Exercise details
Using the article on flu season in Texarkana, explain in one to three sentences why people with flu symptoms should see a provider within 48 hours of onset.

Flu season is in full swing in Texarkana and across the rest of the country.
"It's widespread currently. We're kind of in the middle of our flu season," said Dr. Matt Young, owner of Texarkana Emergency Center.
The Centers for Disease Control and Prevention is estimating 6 million to 7 million people have been sick with the flu so far this year and between 69,000 and 84,000 have been hospitalized.
So far the illness doesn't seem to be as severe as it was last year.
"Currently we feel that it's not as severe this year as it was last year which means less patients needing to be hospitalized, less patients having untimely deaths or critical illnesses from the flu," Young said.
For people who do get the flu, early intervention can help.
"It's very important if you have any of the symptoms such as fever, cough, runny nose, body aches, chills, fatigue or weakness that you get in to see your provider within 48 hours of the symptoms onset. Then we can prescribe an antiviral and/or make sure it's not another type of illness that needs another treatment such as a bacterial illness that might need antibiotic," Young said.
The flu isn't the only culprit of sickness making the rounds at this time.

Provided data
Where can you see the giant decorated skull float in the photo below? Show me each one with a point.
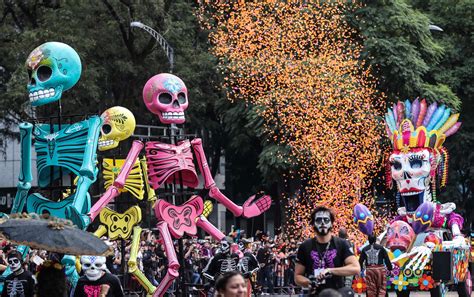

Your response
Seeing a provider within 48 hours of symptom onset allows an antiviral to be prescribed. It also lets the provider make sure the illness is not another type that needs different treatment, such as a bacterial illness that might need an antibiotic.